TASK INSTRUCTIONS:
A - In the blog text about S and the roller coaster, how long did they sit in the Seabreeze parking lot watching the Jack Rabbit?
B - Resume the blog text on green therapy, starting after its final sentence.

TEXT BLOCK:
▶
We sat in the parking lot of Seabreeze for the next hour watching the Jack Rabbit whiz past us over and over. S briskly paced up and down the length of the coaster, happily flapping her arms. Some people see the arm-flapping as a warning sign of agitation, but I see it as an overspill of emotions. She is physically displaying deep feelings when she does this - good or bad. I video-taped the roller coaster and she watched it repeatedly all the way home.

We finished our night with S watching more roller coasters on YouTube then we watched a movie together. Last night - Dennis the Menace. We watch part of a movie every night. It's part of her ritual. She measures her day through predictable rituals.

And that was our Friday night.

Thursday, June 28, 2012

Green Therapy


I read an article on green therapy the other day. After reading it, I realized that I use green therapy all the time when I am working, I just didn't know it. We use lots of therapeutic approaches with individuals with cognitive disabilities - counseling, physical therapy, music therapy, massage, art therapy, occupational therapy. These are very helpful strategies toward meeting people's needs.
◀
STUDY MATERIAL:
▶
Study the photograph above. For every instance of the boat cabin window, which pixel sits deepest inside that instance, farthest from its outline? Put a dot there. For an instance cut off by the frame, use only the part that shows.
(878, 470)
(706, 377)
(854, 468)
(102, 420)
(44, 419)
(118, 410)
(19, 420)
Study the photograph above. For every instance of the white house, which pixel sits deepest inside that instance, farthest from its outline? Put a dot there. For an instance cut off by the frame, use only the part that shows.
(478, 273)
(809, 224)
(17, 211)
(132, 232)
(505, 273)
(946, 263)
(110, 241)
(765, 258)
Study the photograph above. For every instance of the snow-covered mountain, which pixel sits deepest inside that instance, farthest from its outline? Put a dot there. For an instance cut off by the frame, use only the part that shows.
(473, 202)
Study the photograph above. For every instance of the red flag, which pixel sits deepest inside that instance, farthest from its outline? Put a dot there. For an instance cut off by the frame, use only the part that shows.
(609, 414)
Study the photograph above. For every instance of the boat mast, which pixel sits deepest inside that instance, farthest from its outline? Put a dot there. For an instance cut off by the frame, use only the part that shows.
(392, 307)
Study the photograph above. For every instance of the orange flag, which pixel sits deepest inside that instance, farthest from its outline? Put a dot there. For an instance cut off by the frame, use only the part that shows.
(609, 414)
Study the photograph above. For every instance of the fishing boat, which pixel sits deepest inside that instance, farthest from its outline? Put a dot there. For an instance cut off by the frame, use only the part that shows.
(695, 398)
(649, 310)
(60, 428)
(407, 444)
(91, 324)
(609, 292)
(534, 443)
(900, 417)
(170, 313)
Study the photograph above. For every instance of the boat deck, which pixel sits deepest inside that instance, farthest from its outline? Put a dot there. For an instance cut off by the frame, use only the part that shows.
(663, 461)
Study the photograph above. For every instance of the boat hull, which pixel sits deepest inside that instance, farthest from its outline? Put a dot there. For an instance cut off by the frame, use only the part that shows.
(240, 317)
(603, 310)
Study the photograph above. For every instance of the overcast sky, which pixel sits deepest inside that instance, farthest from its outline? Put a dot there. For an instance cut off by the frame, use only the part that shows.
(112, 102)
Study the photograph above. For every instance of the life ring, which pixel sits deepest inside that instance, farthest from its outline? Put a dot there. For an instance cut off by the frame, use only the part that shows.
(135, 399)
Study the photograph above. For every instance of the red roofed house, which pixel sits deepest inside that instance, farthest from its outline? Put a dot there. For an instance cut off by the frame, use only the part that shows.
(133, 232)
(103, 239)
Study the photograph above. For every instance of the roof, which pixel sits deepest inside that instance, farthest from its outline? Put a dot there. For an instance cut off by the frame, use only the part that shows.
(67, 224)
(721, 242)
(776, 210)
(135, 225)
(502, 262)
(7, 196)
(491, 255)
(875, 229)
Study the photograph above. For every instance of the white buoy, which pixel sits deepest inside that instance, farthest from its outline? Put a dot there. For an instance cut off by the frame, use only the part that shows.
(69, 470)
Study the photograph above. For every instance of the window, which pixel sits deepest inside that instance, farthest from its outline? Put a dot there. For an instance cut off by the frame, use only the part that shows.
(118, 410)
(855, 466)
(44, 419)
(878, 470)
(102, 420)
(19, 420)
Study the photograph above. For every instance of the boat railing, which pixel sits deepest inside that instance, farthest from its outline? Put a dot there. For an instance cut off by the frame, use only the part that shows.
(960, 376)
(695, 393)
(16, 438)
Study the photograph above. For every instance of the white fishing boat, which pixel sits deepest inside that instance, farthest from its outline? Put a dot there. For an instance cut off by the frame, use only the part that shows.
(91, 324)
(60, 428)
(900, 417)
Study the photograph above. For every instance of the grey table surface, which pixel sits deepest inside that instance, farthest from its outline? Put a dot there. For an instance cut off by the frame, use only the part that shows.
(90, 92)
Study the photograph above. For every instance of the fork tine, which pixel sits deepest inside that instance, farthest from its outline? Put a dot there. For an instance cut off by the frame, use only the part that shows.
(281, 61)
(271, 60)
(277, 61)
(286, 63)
◀
ANSWER SET:
A - For the next hour.

B -
Basically, green therapy is about improving mental health and well-being by going outdoors. Easy to do and free as an added bonus. All it entails is stepping outside. 

I suppose I take it for granted, but green therapy is a necessary element in my own life. A change from indoors to outdoors always changes my state of mind. I have seen it be effective with the individuals I work with, too. The other day while I was at one of the group homes, one of the ladies who can't talk was very unhappy. She also can't sign or use photos to express herself. I spoke soothingly to her and tried to figure out what was wrong by process of elimination - drink? bathroom? reposition in her wheelchair? back rub? bored? discomfort? I couldn't figure it out and she continued to cry.  I brought her outdoors and she immediately stopped crying. I walked with her for a little while. Since she couldn't tell me what she wanted to do, I eventually stopped under a shady tree. The breeze was blowing so we could listen to the leaves gently rustle while the grass around us moved in waves. She remained quiet for the whole time and then for a good while afterward, even when we went back indoors.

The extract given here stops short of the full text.